Sure, human life isn't all that hangs in the balance, if for nothing else than since the dawn of humanity, girls have been crushing the souls of ardent admirers who've tried to do something more than yearn from afar.
And we risk our own money all the time by investing in new ventures. But... we risk our own money: failure means dropping down the socio-economic ladder, with all that entails.
It would also be a risky move if Cassini were just arriving at Saturn and hadn't done any of it's planned science yet (thus risking the loss of all the knowledge that we would have obtained). It might even rise to the level of "audaciously bold". But notadventurously courageous. (Although... if the scientist who suggested/designed and programmed this maneuver on a brand new probe would get fired if he botched it up, that would be daring!)
But this craft is going to die anyway. There's just zero risk in this situation.
What's the consequence of failure of failing to defeat the Pterodactyl? Nothing. Your avatar dies and instantly regenerates.
Thus, not a boldly daring act.
attacking the Unbeatable(?) Pterodactyl in mid-air is boldly daring within the context of the game.
That makes it a pseudo-boldly daring act, not an actual boldly daring act.
Now... if you were strapped to electrodes which gave you a long painful jolt every time you "died" in a video game, then attacking the Unbeatable Pterodactyl in mid-air would actually be boldly daring.
They've been controlling interplanetary probes using 335 year old formulae for 35 years.
Nothing about sitting in a comfy, air-conditioned shirt-sleeve room and programming maneuvers for a 20 year old craft which you've been flying around Saturn for 12 years is risky, audaciously bold, or adventurously courageous.
Now... if this were a manned expedition, that would be bold and daring!!! Why? Because that's actual risk.
Nothing you do -- even if it's important and the craft is really expensive -- is bold or daring when you are more than 746,000,000 miles from the action.
The constraints are usually more economic than technical.
Economics are Really Important. In order to build a 600 mile long vacuum tube that's not at constant grave risk of catastrophic instant collapse and killing everyone in all 600 miles (not from the crush but from the force of the in-rushing air), the tube would have to be *massively* over-built and *constantly* checked for structural integrity.
The major limitations of colonizing Mars appear to be mostly economic.
Hogwash. It's a dead planet. The only source of energy will be solar, and that will be 40% less than on Earth.
Science Fiction waves away the extraordinarily long tail of really heavy equipment and huge energy consumption required for high tech life, but real humans can't.
Current boring technology goes "slow" because insufficient engineering effort has gone into making it go faster.
Are you sure?
We already have people routinely flying at close to Mach 1 in pressurized tubes
Lots of little pressurized tubes where the differential air pressure is 7.5 psi (psi at 35,000 ft is 3.5 and the plane is pressurized to 11), and they're all distinct from one another. But hyperloop is about zooming people around in one 600 mile depressurized tube. (Remember that Myth Busters railroad tank car collapse?)

*To be done*
(a) Answer these questions using the passage:
(i) How long is the vacuum tube that the passage describes?
(ii) To what psi is the plane pressurized?
(iii) How much less solar energy than on Earth does the passage say will be available?
(b) Decide whether each statement agrees with the passage, and quote the words that settle it:
(i) A failed attack in the game leaves the avatar to regenerate right away.
(ii) The passage names wind as the only energy source on the dead planet.
(iii) The passage holds that constraints are usually more technical than economic.
Rely only on the passage above.

Entries pointing to named objects
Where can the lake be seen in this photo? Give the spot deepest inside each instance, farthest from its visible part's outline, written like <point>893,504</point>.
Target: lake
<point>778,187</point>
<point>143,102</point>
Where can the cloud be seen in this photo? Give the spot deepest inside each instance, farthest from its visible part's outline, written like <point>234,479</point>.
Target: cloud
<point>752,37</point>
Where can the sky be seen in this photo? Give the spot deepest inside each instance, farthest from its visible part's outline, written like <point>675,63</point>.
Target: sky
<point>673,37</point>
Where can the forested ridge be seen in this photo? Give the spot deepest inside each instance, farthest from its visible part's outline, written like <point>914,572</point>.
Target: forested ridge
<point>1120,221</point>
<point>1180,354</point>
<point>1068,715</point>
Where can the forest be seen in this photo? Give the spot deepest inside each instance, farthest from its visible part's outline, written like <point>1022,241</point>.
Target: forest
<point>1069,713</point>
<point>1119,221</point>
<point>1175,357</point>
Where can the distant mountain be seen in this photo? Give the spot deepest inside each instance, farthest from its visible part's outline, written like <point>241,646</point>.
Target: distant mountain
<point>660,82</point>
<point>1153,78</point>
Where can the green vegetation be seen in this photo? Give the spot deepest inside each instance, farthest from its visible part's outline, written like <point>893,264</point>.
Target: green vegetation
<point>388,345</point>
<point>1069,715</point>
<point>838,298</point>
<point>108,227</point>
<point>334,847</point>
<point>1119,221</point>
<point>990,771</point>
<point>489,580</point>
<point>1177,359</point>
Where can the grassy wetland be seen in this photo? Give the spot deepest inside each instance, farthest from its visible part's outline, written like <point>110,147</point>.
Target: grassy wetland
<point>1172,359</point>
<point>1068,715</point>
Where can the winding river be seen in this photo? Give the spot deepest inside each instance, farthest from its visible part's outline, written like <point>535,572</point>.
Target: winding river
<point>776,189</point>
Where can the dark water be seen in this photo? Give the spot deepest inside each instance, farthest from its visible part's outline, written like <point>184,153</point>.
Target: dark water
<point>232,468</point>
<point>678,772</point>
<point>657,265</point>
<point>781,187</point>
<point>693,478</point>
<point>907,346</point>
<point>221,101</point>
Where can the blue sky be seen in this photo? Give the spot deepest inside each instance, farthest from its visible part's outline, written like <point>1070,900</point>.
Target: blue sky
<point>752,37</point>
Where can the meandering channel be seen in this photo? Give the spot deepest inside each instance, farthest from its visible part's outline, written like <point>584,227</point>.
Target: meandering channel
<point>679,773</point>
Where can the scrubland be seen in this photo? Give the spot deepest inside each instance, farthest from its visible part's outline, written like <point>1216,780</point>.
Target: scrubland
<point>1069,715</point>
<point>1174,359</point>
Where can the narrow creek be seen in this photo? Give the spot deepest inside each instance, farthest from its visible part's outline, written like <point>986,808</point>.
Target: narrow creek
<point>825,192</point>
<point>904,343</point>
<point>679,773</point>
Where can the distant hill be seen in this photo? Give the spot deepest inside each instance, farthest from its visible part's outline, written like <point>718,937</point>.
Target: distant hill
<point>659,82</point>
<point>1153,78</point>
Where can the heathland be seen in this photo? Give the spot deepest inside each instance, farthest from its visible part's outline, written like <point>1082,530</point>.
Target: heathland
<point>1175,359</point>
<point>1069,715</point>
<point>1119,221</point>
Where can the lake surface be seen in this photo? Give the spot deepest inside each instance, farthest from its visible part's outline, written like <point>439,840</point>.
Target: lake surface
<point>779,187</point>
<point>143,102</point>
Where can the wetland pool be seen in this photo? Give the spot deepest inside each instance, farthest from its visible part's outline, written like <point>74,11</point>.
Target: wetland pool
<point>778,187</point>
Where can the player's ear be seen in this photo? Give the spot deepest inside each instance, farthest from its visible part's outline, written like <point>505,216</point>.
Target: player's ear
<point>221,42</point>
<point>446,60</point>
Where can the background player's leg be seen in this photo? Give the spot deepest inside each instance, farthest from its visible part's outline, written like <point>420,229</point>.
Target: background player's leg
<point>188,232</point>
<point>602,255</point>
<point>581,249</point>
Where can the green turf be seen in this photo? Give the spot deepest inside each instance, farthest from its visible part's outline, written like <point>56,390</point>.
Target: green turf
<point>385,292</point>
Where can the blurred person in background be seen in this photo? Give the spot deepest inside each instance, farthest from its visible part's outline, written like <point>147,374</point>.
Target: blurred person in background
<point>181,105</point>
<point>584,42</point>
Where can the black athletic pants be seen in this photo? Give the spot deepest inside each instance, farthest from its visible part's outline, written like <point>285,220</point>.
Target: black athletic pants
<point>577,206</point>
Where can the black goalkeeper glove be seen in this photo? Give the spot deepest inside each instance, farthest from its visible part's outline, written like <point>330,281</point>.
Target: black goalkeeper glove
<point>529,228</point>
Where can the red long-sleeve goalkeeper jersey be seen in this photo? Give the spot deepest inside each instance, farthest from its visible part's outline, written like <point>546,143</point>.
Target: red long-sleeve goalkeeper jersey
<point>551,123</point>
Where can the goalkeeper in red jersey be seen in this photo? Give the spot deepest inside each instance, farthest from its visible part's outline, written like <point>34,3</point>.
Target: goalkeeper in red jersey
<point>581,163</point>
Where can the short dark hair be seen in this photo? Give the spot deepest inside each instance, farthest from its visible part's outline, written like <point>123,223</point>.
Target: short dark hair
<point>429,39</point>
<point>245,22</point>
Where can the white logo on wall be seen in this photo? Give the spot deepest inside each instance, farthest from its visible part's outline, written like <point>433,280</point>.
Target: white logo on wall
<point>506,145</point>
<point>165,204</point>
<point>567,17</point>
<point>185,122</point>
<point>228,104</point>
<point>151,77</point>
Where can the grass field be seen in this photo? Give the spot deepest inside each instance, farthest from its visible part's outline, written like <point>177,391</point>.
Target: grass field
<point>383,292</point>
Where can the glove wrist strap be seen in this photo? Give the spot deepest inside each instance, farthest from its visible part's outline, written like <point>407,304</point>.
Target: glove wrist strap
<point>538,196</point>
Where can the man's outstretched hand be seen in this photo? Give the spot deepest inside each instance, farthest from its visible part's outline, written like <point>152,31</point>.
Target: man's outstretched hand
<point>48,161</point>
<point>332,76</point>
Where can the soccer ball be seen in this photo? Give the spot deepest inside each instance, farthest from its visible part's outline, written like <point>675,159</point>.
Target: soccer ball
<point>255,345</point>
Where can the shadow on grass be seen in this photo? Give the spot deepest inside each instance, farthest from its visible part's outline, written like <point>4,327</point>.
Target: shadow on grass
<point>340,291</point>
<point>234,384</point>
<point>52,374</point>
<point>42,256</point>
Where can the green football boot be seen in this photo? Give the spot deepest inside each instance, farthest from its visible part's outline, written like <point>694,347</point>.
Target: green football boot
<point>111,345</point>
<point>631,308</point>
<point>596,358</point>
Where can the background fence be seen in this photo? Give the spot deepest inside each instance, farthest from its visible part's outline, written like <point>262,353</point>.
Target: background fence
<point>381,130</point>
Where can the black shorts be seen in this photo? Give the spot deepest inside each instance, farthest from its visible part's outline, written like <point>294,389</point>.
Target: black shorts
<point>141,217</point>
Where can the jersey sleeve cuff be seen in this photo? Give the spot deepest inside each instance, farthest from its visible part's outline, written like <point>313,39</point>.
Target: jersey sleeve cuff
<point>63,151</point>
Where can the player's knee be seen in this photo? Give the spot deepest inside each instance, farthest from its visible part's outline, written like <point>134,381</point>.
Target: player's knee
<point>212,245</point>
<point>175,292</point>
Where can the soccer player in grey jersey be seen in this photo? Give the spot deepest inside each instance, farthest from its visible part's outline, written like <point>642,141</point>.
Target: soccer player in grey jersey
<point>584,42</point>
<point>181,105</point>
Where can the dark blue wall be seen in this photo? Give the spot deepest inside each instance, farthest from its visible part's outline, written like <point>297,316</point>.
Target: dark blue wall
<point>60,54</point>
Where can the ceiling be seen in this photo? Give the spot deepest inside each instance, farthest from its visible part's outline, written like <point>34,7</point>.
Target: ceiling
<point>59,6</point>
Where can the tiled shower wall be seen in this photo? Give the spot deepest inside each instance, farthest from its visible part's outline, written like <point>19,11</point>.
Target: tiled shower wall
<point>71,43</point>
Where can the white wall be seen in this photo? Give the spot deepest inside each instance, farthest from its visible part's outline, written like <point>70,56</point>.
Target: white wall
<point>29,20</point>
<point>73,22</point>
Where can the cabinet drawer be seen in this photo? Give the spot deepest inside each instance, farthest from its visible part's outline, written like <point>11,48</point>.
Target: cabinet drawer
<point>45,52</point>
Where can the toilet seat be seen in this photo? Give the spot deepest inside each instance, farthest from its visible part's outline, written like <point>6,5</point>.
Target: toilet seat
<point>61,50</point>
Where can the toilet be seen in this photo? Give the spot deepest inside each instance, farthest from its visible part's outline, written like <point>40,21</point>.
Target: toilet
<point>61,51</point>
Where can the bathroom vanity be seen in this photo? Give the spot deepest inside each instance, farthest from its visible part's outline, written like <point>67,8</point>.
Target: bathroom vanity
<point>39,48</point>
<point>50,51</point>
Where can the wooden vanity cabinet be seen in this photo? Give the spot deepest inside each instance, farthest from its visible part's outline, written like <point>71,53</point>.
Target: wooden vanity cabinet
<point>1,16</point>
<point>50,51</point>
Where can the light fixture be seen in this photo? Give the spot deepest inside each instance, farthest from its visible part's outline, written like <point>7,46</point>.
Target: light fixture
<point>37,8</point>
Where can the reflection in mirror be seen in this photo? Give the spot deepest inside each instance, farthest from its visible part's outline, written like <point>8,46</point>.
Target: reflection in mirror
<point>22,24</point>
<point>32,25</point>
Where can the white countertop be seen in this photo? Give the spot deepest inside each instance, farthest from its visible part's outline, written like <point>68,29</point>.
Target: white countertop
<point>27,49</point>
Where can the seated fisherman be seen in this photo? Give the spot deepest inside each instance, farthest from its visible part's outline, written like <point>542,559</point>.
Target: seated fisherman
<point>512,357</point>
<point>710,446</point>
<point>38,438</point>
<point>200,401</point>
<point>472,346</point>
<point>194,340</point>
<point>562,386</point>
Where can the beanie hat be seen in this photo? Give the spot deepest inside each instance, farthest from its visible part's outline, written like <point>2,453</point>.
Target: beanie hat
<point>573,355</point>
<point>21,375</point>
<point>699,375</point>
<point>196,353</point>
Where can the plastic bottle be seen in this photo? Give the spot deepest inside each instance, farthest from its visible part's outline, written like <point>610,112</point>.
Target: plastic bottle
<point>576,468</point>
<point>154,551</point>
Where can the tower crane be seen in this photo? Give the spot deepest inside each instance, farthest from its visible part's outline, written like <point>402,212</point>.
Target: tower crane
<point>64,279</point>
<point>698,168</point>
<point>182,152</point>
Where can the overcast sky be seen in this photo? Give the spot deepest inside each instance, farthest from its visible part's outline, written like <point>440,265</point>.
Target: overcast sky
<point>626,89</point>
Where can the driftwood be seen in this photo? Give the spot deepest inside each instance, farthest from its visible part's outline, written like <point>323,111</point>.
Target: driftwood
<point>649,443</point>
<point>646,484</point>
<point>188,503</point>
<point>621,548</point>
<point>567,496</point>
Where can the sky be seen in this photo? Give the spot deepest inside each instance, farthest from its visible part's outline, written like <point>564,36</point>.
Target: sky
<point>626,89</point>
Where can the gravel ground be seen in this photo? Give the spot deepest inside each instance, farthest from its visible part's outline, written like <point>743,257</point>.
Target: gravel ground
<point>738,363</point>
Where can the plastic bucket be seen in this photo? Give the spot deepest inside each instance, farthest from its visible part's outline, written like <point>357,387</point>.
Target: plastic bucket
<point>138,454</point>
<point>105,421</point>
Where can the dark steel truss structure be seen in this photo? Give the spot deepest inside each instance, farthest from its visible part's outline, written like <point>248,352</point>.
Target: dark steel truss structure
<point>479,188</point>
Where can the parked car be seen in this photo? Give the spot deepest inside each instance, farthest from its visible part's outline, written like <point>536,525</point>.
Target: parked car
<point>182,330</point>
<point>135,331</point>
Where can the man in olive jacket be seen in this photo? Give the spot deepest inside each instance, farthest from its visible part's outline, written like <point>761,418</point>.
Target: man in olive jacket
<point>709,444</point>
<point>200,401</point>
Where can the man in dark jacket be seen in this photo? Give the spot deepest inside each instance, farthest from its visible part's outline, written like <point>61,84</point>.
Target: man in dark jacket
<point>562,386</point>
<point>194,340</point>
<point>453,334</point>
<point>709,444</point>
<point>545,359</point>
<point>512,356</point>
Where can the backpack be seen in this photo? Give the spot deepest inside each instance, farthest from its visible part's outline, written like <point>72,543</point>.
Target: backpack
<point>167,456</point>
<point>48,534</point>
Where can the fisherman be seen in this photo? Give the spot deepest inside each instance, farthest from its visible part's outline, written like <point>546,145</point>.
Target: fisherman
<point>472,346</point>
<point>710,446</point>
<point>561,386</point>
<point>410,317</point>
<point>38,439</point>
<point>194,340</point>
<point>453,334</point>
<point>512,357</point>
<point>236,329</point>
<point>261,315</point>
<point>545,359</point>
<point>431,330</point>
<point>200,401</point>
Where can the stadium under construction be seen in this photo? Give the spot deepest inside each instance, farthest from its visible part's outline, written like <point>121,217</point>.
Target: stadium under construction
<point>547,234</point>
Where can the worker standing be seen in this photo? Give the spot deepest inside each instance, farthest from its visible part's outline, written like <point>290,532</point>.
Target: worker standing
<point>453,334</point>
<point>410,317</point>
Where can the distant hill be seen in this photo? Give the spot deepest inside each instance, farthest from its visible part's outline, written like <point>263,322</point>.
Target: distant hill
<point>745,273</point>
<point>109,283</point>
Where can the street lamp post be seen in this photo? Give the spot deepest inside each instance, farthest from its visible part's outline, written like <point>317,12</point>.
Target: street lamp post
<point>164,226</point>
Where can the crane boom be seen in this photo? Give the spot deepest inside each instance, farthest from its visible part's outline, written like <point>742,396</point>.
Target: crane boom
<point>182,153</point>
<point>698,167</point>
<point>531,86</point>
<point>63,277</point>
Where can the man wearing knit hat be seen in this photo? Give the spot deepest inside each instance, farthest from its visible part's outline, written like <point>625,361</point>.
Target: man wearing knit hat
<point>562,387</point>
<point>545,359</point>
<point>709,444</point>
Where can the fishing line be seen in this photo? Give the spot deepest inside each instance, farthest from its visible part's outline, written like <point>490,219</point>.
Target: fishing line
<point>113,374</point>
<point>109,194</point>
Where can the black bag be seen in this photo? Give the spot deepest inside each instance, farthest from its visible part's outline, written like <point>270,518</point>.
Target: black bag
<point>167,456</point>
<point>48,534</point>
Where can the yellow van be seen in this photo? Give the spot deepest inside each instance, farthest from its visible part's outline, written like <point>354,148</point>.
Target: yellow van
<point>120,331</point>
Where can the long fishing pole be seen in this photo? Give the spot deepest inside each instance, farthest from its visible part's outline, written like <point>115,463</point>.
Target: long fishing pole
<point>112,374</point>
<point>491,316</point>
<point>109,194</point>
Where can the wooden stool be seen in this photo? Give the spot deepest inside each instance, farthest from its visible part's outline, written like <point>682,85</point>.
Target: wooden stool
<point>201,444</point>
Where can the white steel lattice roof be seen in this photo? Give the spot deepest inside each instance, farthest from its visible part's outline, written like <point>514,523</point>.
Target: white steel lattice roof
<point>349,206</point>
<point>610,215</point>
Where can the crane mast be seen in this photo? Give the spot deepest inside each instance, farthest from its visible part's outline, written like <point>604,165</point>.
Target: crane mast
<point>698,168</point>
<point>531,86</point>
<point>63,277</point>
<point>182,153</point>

*Task-by-task results*
(a)
(i) 600 miles.
(ii) 11 psi.
(iii) 40% less.

(b)
(i) Yes: "Your avatar dies and instantly regenerates."
(ii) No: "The only source of energy will be solar"
(iii) No: "The constraints are usually more economic than technical."